(Stored entries)
# # # # #
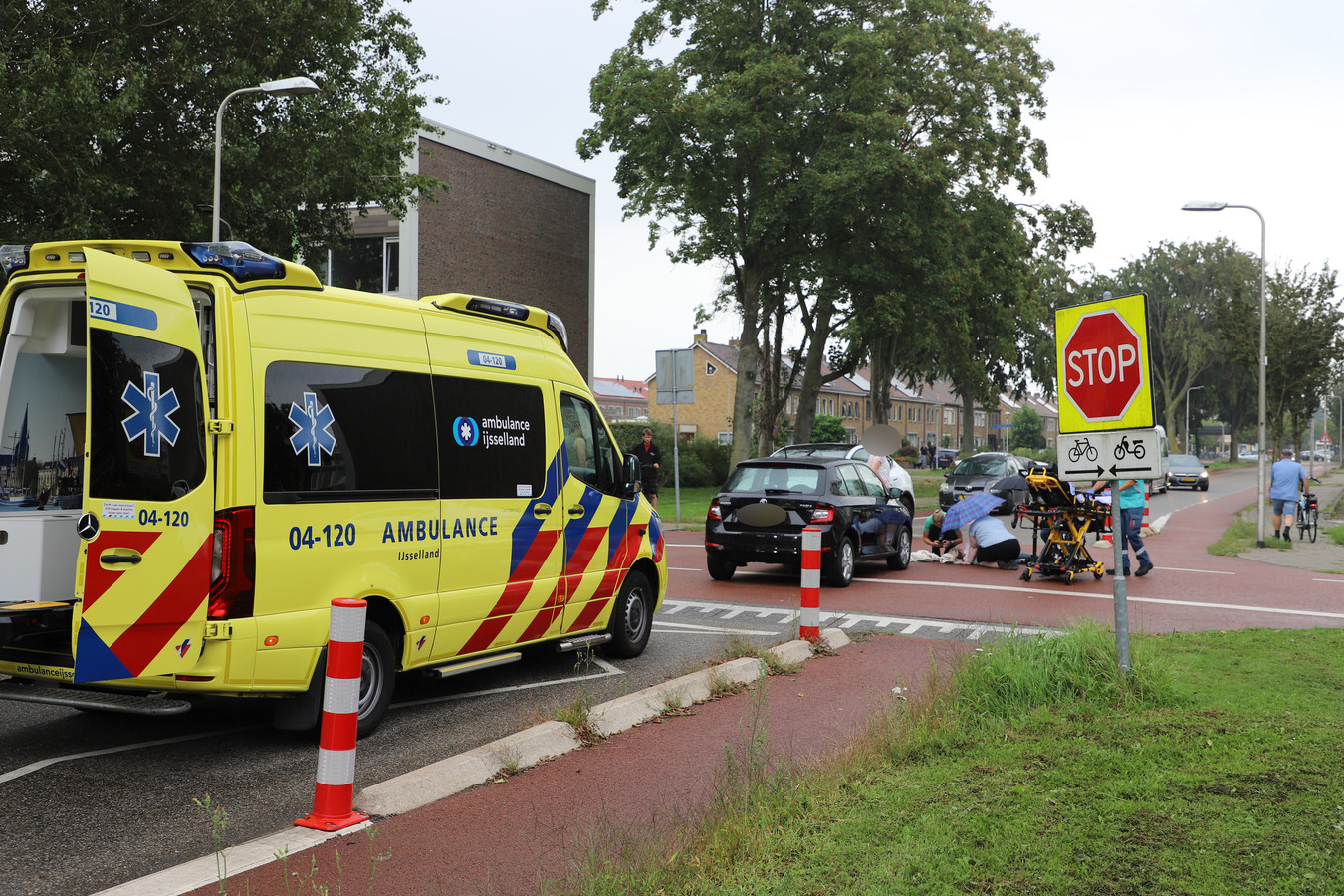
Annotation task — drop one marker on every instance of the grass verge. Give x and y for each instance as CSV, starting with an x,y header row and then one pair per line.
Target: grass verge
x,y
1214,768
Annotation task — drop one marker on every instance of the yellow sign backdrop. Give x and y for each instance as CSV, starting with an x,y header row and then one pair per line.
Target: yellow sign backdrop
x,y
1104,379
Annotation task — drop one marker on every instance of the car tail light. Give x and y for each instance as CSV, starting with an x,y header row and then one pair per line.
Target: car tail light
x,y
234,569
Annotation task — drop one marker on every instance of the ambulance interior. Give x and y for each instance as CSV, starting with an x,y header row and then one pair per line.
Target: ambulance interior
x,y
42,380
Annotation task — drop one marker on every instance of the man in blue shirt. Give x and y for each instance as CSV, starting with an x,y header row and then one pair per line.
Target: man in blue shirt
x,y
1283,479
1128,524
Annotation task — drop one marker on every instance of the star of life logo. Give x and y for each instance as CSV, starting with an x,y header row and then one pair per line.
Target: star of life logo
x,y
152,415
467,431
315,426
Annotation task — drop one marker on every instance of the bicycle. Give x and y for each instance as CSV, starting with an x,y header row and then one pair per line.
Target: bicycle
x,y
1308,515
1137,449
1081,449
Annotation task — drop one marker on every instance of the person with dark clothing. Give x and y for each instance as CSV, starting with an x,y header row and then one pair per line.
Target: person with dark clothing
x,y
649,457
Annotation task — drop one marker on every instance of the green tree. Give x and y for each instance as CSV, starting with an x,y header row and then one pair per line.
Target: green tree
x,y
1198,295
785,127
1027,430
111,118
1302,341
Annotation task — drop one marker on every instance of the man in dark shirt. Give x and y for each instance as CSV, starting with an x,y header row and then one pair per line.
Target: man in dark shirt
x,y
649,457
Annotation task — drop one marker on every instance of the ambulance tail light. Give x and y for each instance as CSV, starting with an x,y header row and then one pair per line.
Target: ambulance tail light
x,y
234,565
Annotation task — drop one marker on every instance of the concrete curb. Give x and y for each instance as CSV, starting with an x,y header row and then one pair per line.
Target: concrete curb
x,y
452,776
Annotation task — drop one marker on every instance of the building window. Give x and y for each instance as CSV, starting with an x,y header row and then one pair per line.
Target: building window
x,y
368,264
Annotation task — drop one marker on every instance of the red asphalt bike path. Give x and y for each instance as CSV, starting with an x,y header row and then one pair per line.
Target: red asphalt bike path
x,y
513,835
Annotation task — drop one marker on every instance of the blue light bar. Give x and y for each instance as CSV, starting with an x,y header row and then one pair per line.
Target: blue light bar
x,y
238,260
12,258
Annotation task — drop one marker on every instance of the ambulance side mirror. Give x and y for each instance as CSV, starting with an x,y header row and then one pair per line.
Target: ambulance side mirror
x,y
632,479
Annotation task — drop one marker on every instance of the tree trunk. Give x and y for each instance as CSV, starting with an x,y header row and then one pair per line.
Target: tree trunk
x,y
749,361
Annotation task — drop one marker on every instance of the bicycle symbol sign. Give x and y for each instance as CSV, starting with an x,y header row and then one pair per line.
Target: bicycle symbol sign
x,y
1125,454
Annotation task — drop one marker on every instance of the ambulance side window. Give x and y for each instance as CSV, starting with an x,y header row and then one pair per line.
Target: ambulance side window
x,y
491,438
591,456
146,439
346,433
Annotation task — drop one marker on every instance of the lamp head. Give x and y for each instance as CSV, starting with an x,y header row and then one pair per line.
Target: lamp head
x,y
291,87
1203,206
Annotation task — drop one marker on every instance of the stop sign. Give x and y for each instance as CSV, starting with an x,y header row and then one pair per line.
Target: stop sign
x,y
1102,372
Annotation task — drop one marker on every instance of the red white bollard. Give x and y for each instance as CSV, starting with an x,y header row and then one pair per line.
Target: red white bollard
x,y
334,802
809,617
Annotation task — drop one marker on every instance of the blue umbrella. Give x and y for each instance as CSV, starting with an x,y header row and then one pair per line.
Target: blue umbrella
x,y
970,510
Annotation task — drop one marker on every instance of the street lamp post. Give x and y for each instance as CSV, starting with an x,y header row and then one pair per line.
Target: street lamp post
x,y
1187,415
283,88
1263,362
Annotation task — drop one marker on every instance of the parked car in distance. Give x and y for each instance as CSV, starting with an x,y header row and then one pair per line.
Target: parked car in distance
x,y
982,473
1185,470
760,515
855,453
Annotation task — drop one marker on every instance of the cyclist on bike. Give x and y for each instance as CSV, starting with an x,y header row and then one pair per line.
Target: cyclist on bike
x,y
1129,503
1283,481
# # # # #
STATED TASK - Extract the stretch from the line containing "the blue umbrella." through the final line, reproducing each line word for word.

OUTPUT FOR THIS EXERCISE -
Annotation task — drop one marker on every instance of the blue umbrella. Give x and y for each instance as CSV, starting with an x,y header row and then one pair per line.
Target: blue umbrella
x,y
970,510
Annotation task — drop one marker on every instance of the street lamp post. Give x and y for each instance as CSV, starting with an x,y header row and then one pair per line.
Target: street lamp post
x,y
1187,415
283,88
1263,362
Annotation task — drop one marker on every instance of the parked car in distance. Give x and y for each instance as CSV, starting with an x,y header row and then one pair per line.
Target: parked car in distance
x,y
982,473
1185,470
760,515
855,453
Annotation task — drop one marker on every instance of the cyclist on bike. Give x and y for each instance as CSV, starting with an x,y header row and then one pair per line.
Target: cyclist on bike
x,y
1129,503
1283,481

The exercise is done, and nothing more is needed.